Begin at the top of the records below and return each line exactly through the line with "Spot the street". Skip pictures.

[Stored data]
----------

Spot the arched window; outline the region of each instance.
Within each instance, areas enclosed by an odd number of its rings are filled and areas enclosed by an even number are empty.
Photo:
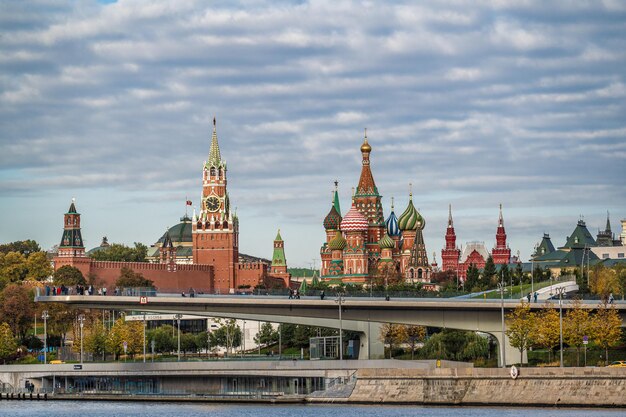
[[[418,279],[422,279],[422,270],[421,269],[417,270],[417,278]]]
[[[211,176],[214,177],[215,176],[215,167],[211,167]]]

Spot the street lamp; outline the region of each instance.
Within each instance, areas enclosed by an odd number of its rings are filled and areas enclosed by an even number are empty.
[[[565,293],[565,287],[559,287],[556,289],[556,294],[559,296],[559,344],[561,347],[561,362],[560,367],[563,367],[563,294]]]
[[[345,301],[343,294],[339,293],[335,302],[339,305],[339,360],[343,360],[343,322],[341,321],[341,304]]]
[[[48,310],[44,310],[41,313],[41,318],[43,319],[43,363],[48,363],[48,319],[50,315],[48,314]]]
[[[502,274],[500,274],[502,276]],[[502,341],[500,342],[500,359],[502,359],[502,367],[506,368],[506,353],[504,350],[505,334],[504,334],[504,282],[498,282],[498,290],[500,291],[500,309],[502,316]]]
[[[143,313],[143,363],[146,363],[146,313]]]
[[[180,362],[180,319],[183,318],[183,315],[175,314],[174,318],[176,319],[176,323],[178,324],[178,362]]]
[[[80,363],[83,363],[83,325],[85,322],[85,316],[81,314],[78,316],[78,322],[80,323]]]

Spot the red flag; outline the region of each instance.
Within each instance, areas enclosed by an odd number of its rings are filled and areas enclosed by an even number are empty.
[[[187,205],[190,206],[191,205],[191,200],[187,200]]]

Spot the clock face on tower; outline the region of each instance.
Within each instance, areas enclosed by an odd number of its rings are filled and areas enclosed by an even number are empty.
[[[220,200],[219,198],[213,196],[206,199],[206,208],[210,212],[215,212],[220,208]]]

----------

:: RESPONSE BELOW ::
Spot the arched window; outline the region of each instance.
Within each instance, areas enclosed by an odd number of its rings are filled and areas enclosed by an even number are empty.
Photo:
[[[418,279],[422,279],[422,270],[421,269],[417,270],[417,278]]]
[[[211,176],[214,177],[215,176],[215,167],[211,167]]]

Spot the street lamp; outline the region of each instance.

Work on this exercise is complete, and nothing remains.